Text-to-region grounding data

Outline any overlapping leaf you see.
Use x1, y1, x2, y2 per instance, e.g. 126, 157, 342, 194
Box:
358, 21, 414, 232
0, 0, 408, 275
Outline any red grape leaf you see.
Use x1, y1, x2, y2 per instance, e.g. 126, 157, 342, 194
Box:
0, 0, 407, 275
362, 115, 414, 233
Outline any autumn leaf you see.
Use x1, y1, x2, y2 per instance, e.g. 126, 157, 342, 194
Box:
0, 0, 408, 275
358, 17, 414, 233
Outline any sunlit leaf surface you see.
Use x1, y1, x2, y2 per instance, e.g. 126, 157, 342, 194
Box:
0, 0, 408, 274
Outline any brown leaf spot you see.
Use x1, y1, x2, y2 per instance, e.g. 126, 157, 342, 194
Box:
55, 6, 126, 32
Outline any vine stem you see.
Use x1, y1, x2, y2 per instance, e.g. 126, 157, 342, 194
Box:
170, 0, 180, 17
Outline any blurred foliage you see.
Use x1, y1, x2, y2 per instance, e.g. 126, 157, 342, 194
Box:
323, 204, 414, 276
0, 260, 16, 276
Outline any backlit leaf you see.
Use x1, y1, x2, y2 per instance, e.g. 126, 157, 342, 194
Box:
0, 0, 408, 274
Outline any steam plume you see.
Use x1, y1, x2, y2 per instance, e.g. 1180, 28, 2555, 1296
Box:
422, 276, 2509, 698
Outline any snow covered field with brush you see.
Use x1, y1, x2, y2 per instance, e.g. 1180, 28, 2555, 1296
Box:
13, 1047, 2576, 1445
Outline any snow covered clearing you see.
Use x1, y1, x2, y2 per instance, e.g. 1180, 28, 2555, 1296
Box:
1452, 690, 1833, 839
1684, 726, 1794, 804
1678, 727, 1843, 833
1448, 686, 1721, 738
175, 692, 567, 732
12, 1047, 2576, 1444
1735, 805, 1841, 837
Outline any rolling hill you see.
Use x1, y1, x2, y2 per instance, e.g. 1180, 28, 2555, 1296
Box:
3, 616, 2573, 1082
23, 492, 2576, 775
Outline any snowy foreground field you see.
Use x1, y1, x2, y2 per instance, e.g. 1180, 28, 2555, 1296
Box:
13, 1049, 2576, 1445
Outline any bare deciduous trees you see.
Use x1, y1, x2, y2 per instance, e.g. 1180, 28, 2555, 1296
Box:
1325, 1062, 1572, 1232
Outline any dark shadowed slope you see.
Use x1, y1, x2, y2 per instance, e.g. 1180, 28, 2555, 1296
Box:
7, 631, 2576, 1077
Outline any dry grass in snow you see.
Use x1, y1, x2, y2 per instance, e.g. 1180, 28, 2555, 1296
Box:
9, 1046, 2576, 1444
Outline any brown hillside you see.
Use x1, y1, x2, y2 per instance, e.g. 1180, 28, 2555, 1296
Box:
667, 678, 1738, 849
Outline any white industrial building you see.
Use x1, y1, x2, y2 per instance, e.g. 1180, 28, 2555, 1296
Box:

TASK DIRECTIONS: Copy out the lines above exactly, beginning at the one that contains "Outline any snow covered clearing you see." and ending at the one that contains "Outline any dry grass in snow you see.".

ANSWER FOR THE TASK:
Outline any snow covered clearing you see.
Use x1, y1, x2, y2 per instance, e.g. 1180, 28, 2555, 1296
Box:
1452, 690, 1833, 839
1684, 726, 1794, 804
1678, 727, 1843, 833
1448, 686, 1721, 738
175, 692, 567, 732
12, 1047, 2576, 1444
1735, 805, 1841, 837
Outline any rolling hill you see.
Use x1, y1, x2, y2 per instance, e.g. 1180, 28, 2555, 1296
Box:
3, 616, 2573, 1082
23, 492, 2576, 775
Outline any snowy foreground field you see.
Use x1, y1, x2, y2 per instance, e.g. 1180, 28, 2555, 1296
Box:
13, 1049, 2576, 1445
Outline any bare deciduous trees you see.
Use x1, y1, x2, y2 per instance, e.g. 1180, 28, 2555, 1296
Box:
1325, 1062, 1572, 1232
Outline any dark shadowed slope you see.
Use x1, y1, x2, y2 per instance, e.g. 1180, 28, 2555, 1296
Box:
7, 631, 2576, 1077
Outline any dry grass in snow you see.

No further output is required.